WHAT THIS TASK INVOLVES
Reproduce the rows below word for word, starting at the line that contains "Look at the photo above. For every instance of the wet" and continuing through the last line of the rows, including both ends.

** Start of STORED RECORDS **

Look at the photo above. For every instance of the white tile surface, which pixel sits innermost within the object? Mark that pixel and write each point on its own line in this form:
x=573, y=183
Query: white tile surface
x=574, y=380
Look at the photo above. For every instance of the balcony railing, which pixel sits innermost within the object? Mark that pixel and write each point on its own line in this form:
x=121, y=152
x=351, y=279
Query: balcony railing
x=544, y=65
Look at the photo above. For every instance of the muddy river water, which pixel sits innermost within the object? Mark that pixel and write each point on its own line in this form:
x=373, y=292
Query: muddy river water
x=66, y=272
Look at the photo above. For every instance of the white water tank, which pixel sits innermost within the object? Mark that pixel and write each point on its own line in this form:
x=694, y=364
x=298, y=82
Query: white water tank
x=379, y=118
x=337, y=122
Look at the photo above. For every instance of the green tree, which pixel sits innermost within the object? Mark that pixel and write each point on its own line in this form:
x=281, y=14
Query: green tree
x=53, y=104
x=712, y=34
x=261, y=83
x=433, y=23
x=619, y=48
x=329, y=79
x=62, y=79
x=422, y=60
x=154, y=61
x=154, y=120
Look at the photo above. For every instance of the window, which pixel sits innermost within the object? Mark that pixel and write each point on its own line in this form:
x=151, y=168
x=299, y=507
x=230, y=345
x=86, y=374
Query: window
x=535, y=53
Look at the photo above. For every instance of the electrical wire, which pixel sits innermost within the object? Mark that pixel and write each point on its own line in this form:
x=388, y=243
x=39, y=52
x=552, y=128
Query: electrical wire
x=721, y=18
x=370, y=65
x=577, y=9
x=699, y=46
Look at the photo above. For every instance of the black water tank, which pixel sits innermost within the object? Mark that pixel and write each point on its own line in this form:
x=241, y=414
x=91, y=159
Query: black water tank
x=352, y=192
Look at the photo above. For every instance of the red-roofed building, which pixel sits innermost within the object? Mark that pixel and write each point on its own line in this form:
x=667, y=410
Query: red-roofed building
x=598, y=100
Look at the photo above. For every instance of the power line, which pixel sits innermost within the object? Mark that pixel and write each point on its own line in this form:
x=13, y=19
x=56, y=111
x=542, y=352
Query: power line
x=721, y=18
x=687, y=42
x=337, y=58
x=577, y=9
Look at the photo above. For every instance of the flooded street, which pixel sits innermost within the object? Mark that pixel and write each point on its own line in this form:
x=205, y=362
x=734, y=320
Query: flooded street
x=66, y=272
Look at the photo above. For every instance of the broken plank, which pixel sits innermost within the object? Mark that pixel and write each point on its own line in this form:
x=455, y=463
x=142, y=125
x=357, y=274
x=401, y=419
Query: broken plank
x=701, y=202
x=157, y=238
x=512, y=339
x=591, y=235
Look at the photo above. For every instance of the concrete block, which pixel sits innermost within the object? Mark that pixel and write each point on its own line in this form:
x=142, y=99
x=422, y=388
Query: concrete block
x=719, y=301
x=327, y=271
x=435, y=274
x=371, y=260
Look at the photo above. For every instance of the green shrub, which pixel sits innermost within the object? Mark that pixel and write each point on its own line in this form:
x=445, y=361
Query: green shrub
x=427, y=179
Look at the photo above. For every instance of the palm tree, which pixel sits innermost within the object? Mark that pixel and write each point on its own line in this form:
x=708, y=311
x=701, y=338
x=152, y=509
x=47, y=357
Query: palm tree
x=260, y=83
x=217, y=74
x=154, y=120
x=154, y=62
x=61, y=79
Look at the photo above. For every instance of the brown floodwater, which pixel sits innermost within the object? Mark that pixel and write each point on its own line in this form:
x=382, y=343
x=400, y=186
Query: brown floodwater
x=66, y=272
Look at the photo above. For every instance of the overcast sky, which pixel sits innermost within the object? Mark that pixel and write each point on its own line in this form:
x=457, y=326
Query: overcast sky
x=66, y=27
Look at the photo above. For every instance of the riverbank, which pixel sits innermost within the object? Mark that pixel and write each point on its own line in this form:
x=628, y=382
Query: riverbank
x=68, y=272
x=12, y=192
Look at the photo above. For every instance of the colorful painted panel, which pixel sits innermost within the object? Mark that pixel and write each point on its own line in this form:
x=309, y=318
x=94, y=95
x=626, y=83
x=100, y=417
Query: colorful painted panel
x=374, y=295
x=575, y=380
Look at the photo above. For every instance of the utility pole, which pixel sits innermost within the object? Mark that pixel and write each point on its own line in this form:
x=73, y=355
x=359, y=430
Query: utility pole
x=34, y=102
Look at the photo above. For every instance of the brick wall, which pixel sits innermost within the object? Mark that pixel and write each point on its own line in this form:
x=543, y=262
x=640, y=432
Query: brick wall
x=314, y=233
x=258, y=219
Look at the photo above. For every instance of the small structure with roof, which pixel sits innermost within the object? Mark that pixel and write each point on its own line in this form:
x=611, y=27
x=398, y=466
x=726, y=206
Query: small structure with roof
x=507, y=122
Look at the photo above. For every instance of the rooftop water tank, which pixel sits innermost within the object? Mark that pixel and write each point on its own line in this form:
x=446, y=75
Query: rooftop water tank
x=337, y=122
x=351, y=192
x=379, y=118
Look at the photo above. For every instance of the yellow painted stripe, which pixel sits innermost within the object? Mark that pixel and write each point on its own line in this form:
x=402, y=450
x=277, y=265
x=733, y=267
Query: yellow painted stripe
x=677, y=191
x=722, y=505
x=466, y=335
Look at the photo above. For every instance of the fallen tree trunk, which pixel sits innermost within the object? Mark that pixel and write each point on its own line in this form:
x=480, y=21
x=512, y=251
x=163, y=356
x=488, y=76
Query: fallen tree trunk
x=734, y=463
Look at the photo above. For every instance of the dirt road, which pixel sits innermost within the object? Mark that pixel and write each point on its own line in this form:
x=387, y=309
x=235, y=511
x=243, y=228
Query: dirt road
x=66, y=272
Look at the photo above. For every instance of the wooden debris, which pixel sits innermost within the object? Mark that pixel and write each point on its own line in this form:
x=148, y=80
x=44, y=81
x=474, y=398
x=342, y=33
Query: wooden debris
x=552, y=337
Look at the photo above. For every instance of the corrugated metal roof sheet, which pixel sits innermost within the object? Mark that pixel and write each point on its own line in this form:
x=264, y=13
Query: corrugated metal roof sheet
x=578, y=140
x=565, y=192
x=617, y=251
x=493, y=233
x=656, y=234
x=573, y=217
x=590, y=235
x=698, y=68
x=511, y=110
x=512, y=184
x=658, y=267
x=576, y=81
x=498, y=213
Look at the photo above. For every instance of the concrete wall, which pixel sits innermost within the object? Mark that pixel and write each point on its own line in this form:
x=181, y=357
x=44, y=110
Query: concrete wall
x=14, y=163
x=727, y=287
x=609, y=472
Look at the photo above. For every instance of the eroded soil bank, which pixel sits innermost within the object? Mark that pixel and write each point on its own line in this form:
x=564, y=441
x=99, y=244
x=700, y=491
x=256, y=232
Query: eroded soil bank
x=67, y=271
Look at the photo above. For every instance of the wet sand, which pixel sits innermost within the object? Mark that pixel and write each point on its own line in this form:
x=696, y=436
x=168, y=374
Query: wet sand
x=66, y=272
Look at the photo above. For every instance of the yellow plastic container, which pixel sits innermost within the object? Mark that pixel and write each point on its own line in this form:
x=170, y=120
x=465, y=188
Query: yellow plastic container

** End of STORED RECORDS **

EXERCISE RESULT
Look at the photo above. For every instance of the wet sand, which pixel sits innermost within the object? Mark that pixel and write each point on its own line in this form:
x=696, y=436
x=168, y=374
Query: wet sand
x=66, y=272
Look at the photo above. For every instance of the yellow plastic container, which pixel sits innermost within the object? Mark that pixel and write each point on its own line in this form:
x=170, y=120
x=465, y=188
Query: yellow plastic container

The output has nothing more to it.